Reproduce the lines of each item below without changing anything.

Detection annotation records

------------------------------------------------------------

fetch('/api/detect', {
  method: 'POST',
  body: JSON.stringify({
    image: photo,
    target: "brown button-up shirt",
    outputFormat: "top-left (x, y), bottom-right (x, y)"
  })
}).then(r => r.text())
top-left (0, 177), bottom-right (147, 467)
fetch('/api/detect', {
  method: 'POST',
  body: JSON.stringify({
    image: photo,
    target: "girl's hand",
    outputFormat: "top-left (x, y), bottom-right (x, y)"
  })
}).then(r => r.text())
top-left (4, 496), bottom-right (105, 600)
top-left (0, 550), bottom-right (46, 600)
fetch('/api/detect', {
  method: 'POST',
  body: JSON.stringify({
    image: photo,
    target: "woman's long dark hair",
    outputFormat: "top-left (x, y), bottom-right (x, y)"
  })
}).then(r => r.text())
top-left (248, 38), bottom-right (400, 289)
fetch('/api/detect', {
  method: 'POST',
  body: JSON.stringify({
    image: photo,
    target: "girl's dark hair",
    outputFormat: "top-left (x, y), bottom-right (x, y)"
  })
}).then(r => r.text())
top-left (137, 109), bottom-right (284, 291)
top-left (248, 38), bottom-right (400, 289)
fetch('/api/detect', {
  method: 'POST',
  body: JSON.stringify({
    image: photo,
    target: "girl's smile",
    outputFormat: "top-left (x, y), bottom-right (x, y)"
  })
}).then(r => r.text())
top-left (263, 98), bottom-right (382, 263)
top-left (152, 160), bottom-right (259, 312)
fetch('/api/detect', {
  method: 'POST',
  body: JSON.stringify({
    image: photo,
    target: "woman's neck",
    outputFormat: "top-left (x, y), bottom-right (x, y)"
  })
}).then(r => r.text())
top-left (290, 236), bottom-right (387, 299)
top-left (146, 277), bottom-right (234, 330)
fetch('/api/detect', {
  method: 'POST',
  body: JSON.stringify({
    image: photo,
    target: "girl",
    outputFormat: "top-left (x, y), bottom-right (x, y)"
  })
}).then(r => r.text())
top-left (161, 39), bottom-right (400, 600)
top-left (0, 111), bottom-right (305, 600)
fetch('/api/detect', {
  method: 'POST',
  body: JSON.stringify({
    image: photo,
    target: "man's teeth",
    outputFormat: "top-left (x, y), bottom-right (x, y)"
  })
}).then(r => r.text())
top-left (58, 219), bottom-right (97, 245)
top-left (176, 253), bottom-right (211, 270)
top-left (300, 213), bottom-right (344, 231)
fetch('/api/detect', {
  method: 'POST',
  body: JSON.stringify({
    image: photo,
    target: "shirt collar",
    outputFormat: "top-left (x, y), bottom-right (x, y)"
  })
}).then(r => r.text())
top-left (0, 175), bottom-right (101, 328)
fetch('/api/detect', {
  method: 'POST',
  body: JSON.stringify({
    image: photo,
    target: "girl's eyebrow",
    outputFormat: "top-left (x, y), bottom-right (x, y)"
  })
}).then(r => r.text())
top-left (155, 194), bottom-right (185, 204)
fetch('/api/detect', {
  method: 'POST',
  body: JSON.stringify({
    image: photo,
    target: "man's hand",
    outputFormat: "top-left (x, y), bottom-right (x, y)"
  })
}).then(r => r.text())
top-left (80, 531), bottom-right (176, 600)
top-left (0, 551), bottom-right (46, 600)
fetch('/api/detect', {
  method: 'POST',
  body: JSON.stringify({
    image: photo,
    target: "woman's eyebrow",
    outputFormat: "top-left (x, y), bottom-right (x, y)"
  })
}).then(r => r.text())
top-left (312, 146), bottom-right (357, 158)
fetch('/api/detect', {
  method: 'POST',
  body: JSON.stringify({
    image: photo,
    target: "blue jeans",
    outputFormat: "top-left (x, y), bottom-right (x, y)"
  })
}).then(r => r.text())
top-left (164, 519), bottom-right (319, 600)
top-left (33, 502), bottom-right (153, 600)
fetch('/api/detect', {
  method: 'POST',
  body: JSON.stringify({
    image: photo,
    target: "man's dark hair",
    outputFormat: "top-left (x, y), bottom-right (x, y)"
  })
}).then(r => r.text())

------------------------------------------------------------

Output for this exercise
fetch('/api/detect', {
  method: 'POST',
  body: JSON.stringify({
    image: photo,
    target: "brown button-up shirt",
    outputFormat: "top-left (x, y), bottom-right (x, y)"
  })
}).then(r => r.text())
top-left (0, 177), bottom-right (147, 467)
fetch('/api/detect', {
  method: 'POST',
  body: JSON.stringify({
    image: photo,
    target: "girl's hand",
    outputFormat: "top-left (x, y), bottom-right (x, y)"
  })
}).then(r => r.text())
top-left (4, 496), bottom-right (105, 600)
top-left (0, 550), bottom-right (46, 600)
fetch('/api/detect', {
  method: 'POST',
  body: JSON.stringify({
    image: photo,
    target: "woman's long dark hair",
    outputFormat: "top-left (x, y), bottom-right (x, y)"
  })
}).then(r => r.text())
top-left (248, 38), bottom-right (400, 289)
fetch('/api/detect', {
  method: 'POST',
  body: JSON.stringify({
    image: photo,
    target: "girl's dark hair",
    outputFormat: "top-left (x, y), bottom-right (x, y)"
  })
}).then(r => r.text())
top-left (137, 109), bottom-right (284, 291)
top-left (248, 38), bottom-right (400, 289)
fetch('/api/detect', {
  method: 'POST',
  body: JSON.stringify({
    image: photo,
    target: "girl's smile",
    outputFormat: "top-left (x, y), bottom-right (x, y)"
  })
}).then(r => r.text())
top-left (263, 98), bottom-right (382, 263)
top-left (152, 160), bottom-right (259, 312)
fetch('/api/detect', {
  method: 'POST',
  body: JSON.stringify({
    image: photo,
    target: "woman's neck",
    outputFormat: "top-left (x, y), bottom-right (x, y)"
  })
}).then(r => r.text())
top-left (290, 236), bottom-right (387, 299)
top-left (146, 277), bottom-right (234, 330)
fetch('/api/detect', {
  method: 'POST',
  body: JSON.stringify({
    image: photo,
    target: "girl",
    outputFormat: "top-left (x, y), bottom-right (x, y)"
  })
}).then(r => r.text())
top-left (161, 39), bottom-right (400, 600)
top-left (0, 111), bottom-right (305, 600)
fetch('/api/detect', {
  method: 'POST',
  body: JSON.stringify({
    image: photo,
    target: "man's teeth",
    outputFormat: "top-left (x, y), bottom-right (x, y)"
  })
}).then(r => r.text())
top-left (58, 219), bottom-right (97, 245)
top-left (176, 253), bottom-right (211, 270)
top-left (300, 213), bottom-right (344, 231)
fetch('/api/detect', {
  method: 'POST',
  body: JSON.stringify({
    image: photo,
    target: "shirt collar",
    outputFormat: "top-left (x, y), bottom-right (x, y)"
  })
}).then(r => r.text())
top-left (0, 175), bottom-right (101, 328)
fetch('/api/detect', {
  method: 'POST',
  body: JSON.stringify({
    image: photo,
    target: "girl's eyebrow",
    outputFormat: "top-left (x, y), bottom-right (x, y)"
  })
}).then(r => r.text())
top-left (155, 194), bottom-right (185, 204)
fetch('/api/detect', {
  method: 'POST',
  body: JSON.stringify({
    image: photo,
    target: "man's hand",
    outputFormat: "top-left (x, y), bottom-right (x, y)"
  })
}).then(r => r.text())
top-left (80, 531), bottom-right (176, 600)
top-left (0, 551), bottom-right (46, 600)
fetch('/api/detect', {
  method: 'POST',
  body: JSON.stringify({
    image: photo,
    target: "woman's eyebrow",
    outputFormat: "top-left (x, y), bottom-right (x, y)"
  })
}).then(r => r.text())
top-left (312, 146), bottom-right (357, 158)
fetch('/api/detect', {
  method: 'POST',
  body: JSON.stringify({
    image: photo,
    target: "blue jeans",
    outputFormat: "top-left (x, y), bottom-right (x, y)"
  })
}).then(r => r.text())
top-left (164, 519), bottom-right (319, 600)
top-left (33, 502), bottom-right (153, 600)
fetch('/api/detect', {
  method: 'POST',
  body: JSON.stringify({
    image: photo,
    target: "man's dark hair",
    outputFormat: "top-left (x, y), bottom-right (x, y)"
  })
}).then(r => r.text())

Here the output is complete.